(Supplied records begins)

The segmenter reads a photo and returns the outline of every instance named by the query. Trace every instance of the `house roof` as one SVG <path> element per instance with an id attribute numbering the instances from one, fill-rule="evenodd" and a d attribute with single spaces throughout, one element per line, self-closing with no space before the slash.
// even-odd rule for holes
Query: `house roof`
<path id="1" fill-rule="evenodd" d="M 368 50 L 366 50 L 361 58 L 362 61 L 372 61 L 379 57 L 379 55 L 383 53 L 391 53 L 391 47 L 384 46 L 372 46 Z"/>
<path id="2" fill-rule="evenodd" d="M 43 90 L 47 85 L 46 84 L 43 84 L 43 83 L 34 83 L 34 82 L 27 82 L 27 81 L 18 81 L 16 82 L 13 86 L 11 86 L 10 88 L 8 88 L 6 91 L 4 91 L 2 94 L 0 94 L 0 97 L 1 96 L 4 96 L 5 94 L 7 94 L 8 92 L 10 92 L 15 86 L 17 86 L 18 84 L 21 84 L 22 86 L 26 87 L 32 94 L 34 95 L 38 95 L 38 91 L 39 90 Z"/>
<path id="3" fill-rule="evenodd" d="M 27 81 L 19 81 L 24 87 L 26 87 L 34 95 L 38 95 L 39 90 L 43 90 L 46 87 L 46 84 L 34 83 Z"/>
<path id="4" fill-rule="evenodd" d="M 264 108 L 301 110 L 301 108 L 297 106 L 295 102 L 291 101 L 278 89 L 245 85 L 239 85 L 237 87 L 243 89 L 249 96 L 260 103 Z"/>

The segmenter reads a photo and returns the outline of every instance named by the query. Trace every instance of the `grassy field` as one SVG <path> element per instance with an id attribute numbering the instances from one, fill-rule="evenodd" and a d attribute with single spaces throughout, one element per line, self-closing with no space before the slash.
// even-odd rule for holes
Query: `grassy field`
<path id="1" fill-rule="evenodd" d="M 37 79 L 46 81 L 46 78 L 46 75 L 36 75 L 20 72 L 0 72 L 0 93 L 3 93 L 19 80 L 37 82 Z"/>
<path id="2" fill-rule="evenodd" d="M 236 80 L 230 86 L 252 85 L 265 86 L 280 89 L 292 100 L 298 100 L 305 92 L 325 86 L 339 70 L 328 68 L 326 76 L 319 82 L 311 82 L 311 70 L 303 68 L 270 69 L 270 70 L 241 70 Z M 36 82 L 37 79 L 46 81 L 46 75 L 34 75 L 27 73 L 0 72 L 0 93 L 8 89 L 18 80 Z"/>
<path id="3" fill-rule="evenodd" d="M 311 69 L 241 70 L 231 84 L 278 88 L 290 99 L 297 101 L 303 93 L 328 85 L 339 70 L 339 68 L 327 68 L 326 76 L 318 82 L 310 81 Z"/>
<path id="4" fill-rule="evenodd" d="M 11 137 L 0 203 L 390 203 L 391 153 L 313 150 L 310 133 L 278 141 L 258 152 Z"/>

(Supplied records ends)

Every line above should be retyped exactly as given.

The segmenter reads a photo and returns the outline of every instance named by the query. Trace every instance of the `house roof` as one SVG <path> element per instance with an id attribute numbering the instances from one, fill-rule="evenodd" and a d attribute with single spaces throughout, one element per line, self-closing with no space before the slash.
// even-odd rule for holes
Query: `house roof`
<path id="1" fill-rule="evenodd" d="M 368 50 L 366 50 L 361 58 L 362 61 L 372 61 L 379 57 L 379 55 L 383 53 L 391 53 L 391 47 L 384 46 L 372 46 Z"/>
<path id="2" fill-rule="evenodd" d="M 43 90 L 47 85 L 46 84 L 43 84 L 43 83 L 34 83 L 34 82 L 27 82 L 27 81 L 18 81 L 16 82 L 13 86 L 11 86 L 10 88 L 8 88 L 6 91 L 4 91 L 2 94 L 0 94 L 0 97 L 1 96 L 4 96 L 5 94 L 7 94 L 8 92 L 10 92 L 15 86 L 17 86 L 18 84 L 21 84 L 22 86 L 26 87 L 32 94 L 34 95 L 38 95 L 38 91 L 39 90 Z"/>
<path id="3" fill-rule="evenodd" d="M 27 81 L 19 81 L 24 87 L 26 87 L 34 95 L 38 95 L 39 90 L 43 90 L 46 87 L 46 84 L 34 83 Z"/>
<path id="4" fill-rule="evenodd" d="M 264 108 L 301 110 L 301 108 L 297 106 L 295 102 L 291 101 L 278 89 L 245 85 L 239 85 L 237 87 L 243 89 L 249 96 L 260 103 Z"/>

The segmenter reads a photo and returns the outline of every instance named by the query. Trace every instance of the `grassy field` as one SVG <path> element per instance with an id attribute numbering the instances from one, fill-rule="evenodd" and a d attribute with single spaces throughout, one element per line, self-closing with no space before the slash.
// even-odd rule for holes
Query: `grassy field`
<path id="1" fill-rule="evenodd" d="M 37 79 L 46 81 L 46 78 L 46 75 L 36 75 L 20 72 L 0 72 L 0 93 L 3 93 L 19 80 L 37 82 Z"/>
<path id="2" fill-rule="evenodd" d="M 236 80 L 230 86 L 252 85 L 265 86 L 280 89 L 292 100 L 298 100 L 305 92 L 325 86 L 339 70 L 328 68 L 326 76 L 319 82 L 311 82 L 311 70 L 303 68 L 270 69 L 270 70 L 241 70 Z M 36 82 L 37 79 L 46 81 L 46 75 L 34 75 L 27 73 L 0 72 L 0 93 L 8 89 L 18 80 Z"/>
<path id="3" fill-rule="evenodd" d="M 311 69 L 241 70 L 231 84 L 278 88 L 290 99 L 297 101 L 303 93 L 328 85 L 339 70 L 339 68 L 327 68 L 326 76 L 318 82 L 310 81 Z"/>
<path id="4" fill-rule="evenodd" d="M 11 137 L 0 203 L 390 203 L 391 153 L 313 150 L 310 133 L 278 141 L 258 152 Z"/>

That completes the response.